(Belles Memoires/Pixabay)
Do Divino e do Profano:
em tempo de Páscoa
Eugênio
Magno
No
capítulo 43 do livro do profeta Isaías tem um trecho que diz: “... Não relembreis coisas passadas, não
olheis para fatos antigos. Eis que eu farei coisas novas, e que já estão
surgindo: acaso não as reconheceis? Pois abrirei uma estrada no deserto e farei
correr rios na terra seca”.
Isso é tudo que todos
esperam: o crente, o ateu, o agnóstico.
Depois
de falar sobre a Campanha da Fraternidade Ecumênica que teve início na
quaresma, no artigo do mês passado, não quis que a Páscoa passasse em branco. Para
a comunidade cristã, Páscoa é símbolo de renascimento. Tempo de louvores e
glórias ao Rei. É festa, celebração da boa nova. O Livro do Eclesiastes diz haver
um tempo de campo e um tempo de canto. Páscoa é tempo de canto. Hora de
esquecer o passado e de se dar conta de que coisas novas estão sendo feitas. E
muitas coisas novas, realmente, estão sendo feitas: de divino e de profano.
A cada
dia, mais e mais pessoas embarcam ou reembarcam nas práticas religiosas em busca
do milagroso, da verdade, do divino. Até os ricos (quem diria!), mesmo os
aparentemente menos entediados, com cacife para bancar os honorários de
qualquer psicanalista do planeta, estão se rendendo ao “divã” da religiosidade.

────

▶ _Tarefa proposta 1_:
Responda sobre o texto sobre a Páscoa:
(a) Em que capítulo do livro de Isaías está o trecho citado?
(b) Segundo o Livro do Eclesiastes, há um tempo de campo e um tempo de quê?
(c) De qual campanha o autor falou no artigo do mês passado?
▶ _Tarefa proposta 2_:
Reescreva o trecho do texto sobre a Páscoa que começa em "Isso é tudo" e termina em "e de profano.", trocando "Páscoa" por "Semana Santa".
▶ _Tarefa proposta 3_:
Dê continuidade ao texto sobre a Páscoa, a partir da última frase apresentada.

────

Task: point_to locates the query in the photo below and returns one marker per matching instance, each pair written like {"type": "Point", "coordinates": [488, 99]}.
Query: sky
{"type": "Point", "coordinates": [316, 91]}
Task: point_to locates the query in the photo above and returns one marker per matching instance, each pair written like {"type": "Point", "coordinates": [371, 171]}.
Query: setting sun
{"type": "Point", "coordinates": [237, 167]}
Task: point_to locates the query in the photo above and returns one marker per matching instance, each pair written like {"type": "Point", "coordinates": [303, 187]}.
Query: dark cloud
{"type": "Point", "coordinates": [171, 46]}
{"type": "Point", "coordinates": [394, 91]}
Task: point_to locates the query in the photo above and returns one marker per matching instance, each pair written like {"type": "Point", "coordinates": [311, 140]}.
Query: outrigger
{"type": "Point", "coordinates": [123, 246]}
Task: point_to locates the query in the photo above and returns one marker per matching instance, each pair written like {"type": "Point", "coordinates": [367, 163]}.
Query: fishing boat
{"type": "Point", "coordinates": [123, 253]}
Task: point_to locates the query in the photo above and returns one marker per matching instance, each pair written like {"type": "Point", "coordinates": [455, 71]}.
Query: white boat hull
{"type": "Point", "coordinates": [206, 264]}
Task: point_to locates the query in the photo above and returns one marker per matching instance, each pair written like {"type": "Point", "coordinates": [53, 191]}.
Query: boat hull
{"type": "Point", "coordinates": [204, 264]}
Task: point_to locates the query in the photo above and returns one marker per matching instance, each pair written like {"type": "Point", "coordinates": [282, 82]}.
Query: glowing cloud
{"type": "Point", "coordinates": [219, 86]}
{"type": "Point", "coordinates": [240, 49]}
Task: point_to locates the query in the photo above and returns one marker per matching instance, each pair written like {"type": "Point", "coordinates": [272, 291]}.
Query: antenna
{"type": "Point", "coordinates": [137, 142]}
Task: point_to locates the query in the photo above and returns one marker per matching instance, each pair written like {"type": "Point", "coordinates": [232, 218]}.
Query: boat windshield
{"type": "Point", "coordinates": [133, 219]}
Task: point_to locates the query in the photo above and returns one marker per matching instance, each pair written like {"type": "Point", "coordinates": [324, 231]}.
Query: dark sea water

────

▶ _Resultado 1_:
(a) No capítulo 43.
(b) De canto.
(c) Da Campanha da Fraternidade Ecumênica.

▶ _Resultado 2_:
Isso é tudo que todos
esperam: o crente, o ateu, o agnóstico.
Depois
de falar sobre a Campanha da Fraternidade Ecumênica que teve início na
quaresma, no artigo do mês passado, não quis que a Semana Santa passasse em branco. Para
a comunidade cristã, Semana Santa é símbolo de renascimento. Tempo de louvores e
glórias ao Rei. É festa, celebração da boa nova. O Livro do Eclesiastes diz haver
um tempo de campo e um tempo de canto. Semana Santa é tempo de canto. Hora de
esquecer o passado e de se dar conta de que coisas novas estão sendo feitas. E
muitas coisas novas, realmente, estão sendo feitas: de divino e de profano.

▶ _Resultado 3_:
O fenômeno da religação com Deus, há muito esquecido, está de volta ou trata-se
apenas das manifestações tardias das teologias da prosperidade e do domínio,
alimentando o neopentecostalismo?
Substituído pela vacuidade
egóica que se nutre apenas de ostentação, cobiça, poder e dos prazeres
sensoriais, poderíamos pensar que Deus está voltando a ocupar o espaço
existencial no coração dos (des)iludidos de todas as camadas sociais? A
humanidade estaria se sentindo culpada pelos danos causados à vida, à natureza
e aos seus semelhantes e, amedrontada, se penitencia e volta a flertar com o
transcendente?
Místicos
e piedosos de todos os tempos afirmam que as graças do Divino sempre se mantiveram
acessíveis. Mas, somente aos que têm uma fé verdadeira e inabalável, como Jó,
independentemente das circunstâncias. Asseguram que milagres só ocorrem no
plano do espírito, de uma iluminação que coloca o ser em harmonia com a vida e
com o planeta. Algo que está muito além da relação comercial estabelecida com
Deus, por obra e graça dessa proliferação de seitas que vendem promessas de
prosperidade e curas com hora marcada; educa para o negacionismo da ciência,
faz proselitismo político à extrema direita e mantêm milhões de incautos reféns
de suas próprias misérias. Enquanto isso, a faca continua – como sempre –,
amolada. O mundo dito civilizado, depois de organizar as pessoas em tribos,
reinados, impérios, repúblicas, estados e regimes, desordenou mais uma vez a
vida humana de forma globalizada. Os donos do poder brincaram de deuses,
aliciando a humanidade para a construção de um novo mundo, de um novo homem e
foram muito bem sucedidos. Construíram novos mercados, novíssimos consumidores,
o homem-data, digitalizado, online, prosumidor, patrãogado, empreendedores
(empresários de araque), exploradores de si mesmos.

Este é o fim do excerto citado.